Admiralty House is a substantial building at Mount Wise, Devonport, Plymouth. It is a Grade II listed building.

==History==

===Military use in the 18th & 19th centuries===
The house was designed by James Wyatt and built between 1789 and 1793 in Plymouth limestone. It was originally known as Government House and served as the home of the military Governor of Plymouth; it later housed the General Officer Commanding Western District until that army command moved out in 1905. The house was then used as the home of the General Officer Commanding Wessex Area until 1934.

===Naval use in the 20th & 21st centuries===
The naval Commander-in-Chief, Plymouth, who had previously been based next door at Hamoaze House, moved into the property in 1934 and it was renamed Admiralty House. At the same time Hamoaze House, was handed over to the Major-General commanding the Royal Marines.

# Given records
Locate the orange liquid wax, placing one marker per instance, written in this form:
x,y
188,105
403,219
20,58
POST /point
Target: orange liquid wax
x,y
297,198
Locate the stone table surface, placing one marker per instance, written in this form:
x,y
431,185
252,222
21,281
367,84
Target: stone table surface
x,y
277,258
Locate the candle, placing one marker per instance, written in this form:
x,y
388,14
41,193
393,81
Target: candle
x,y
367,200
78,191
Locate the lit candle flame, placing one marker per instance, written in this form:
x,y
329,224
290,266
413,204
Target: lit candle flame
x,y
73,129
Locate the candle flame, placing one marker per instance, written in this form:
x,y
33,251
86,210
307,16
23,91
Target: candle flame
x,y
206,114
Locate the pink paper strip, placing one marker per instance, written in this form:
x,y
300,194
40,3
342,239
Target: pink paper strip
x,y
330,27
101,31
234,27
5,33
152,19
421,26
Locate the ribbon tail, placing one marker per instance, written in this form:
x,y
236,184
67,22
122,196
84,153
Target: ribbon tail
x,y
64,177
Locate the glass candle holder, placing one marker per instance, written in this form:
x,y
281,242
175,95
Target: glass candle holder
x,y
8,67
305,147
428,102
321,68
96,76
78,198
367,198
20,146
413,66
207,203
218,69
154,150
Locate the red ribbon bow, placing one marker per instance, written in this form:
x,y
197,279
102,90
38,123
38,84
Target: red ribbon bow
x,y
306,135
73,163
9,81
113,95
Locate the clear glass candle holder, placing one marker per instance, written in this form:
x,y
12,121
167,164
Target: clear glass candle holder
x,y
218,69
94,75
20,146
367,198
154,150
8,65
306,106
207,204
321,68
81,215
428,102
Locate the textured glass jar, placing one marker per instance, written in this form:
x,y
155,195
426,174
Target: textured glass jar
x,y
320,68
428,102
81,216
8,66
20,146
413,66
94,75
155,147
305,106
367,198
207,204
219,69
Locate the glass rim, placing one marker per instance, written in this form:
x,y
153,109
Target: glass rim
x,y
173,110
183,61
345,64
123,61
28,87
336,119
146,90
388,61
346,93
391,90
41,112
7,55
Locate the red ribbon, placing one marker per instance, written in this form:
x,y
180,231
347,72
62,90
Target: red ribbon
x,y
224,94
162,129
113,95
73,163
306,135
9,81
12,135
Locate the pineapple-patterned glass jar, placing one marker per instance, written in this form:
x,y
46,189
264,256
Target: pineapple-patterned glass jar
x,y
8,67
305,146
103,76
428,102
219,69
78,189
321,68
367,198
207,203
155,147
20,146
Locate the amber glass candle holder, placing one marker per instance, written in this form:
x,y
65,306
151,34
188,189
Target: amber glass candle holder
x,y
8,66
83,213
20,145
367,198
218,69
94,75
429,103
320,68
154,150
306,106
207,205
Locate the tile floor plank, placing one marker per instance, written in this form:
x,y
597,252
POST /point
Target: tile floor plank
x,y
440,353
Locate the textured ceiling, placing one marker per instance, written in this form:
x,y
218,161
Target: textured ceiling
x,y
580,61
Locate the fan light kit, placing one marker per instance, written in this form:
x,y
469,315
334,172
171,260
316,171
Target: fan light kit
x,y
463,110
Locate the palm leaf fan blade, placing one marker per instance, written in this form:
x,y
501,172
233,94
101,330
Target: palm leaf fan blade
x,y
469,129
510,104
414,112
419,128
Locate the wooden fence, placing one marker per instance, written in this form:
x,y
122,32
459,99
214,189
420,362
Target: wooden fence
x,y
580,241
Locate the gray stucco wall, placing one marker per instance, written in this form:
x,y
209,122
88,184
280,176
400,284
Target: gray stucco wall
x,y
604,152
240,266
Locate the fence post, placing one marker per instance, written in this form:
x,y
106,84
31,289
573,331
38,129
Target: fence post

# Exercise description
Pick up the Admiralty House text where it stops and continue it.

# Output of the task
====Area Command Headquarters and Plymouth Underground Extension ====
In 1939-41 a partly subterranean complex of buildings was constructed in the grounds of the house, within the ditch of the old fortifications, to serve as a combined RN/RAF headquarters for maritime operations; similar Area Command Headquarters were constructed at the same time close to the Royal Naval Dockyards at Portsmouth, Chatham) and Rosyth. The Prime Minister, Winston Churchill, visited the house and the combined headquarters in 1941. The headquarters were expanded during World War II by a series of tunnels, known as Plymouth Underground Extension (PUE), which formed a sizeable bomb-proof bunker complex under the garden of Admiralty House; it could be accessed from Richmond Walk, Blagdon's boatyard and Hamoaze House as well as from the headquarters building itself. PUE was closed in the 1950s but the headquarters block continued in use.

====Post-war====
After the war the combined headquarters (renamed Maritime Headquarters) remained in use as headquarters of the Commander-in-Chief, and as such provided command facilities for NATO operations in the Eastern Atlantic, together with local co-ordination of RN, RAF and Civil Defence capabilities, and assorted intelligence and maritime surveillance facilities. In the mid-1980s and early 1990s the facility was comprehensively upgraded.

After 1969, Admiralty House became the home of the Flag Officer, Plymouth until that post was also disbanded in 1996. The complex was then used to house a number of different operations on a temporary basis until 2004 when it was earmarked for disposal.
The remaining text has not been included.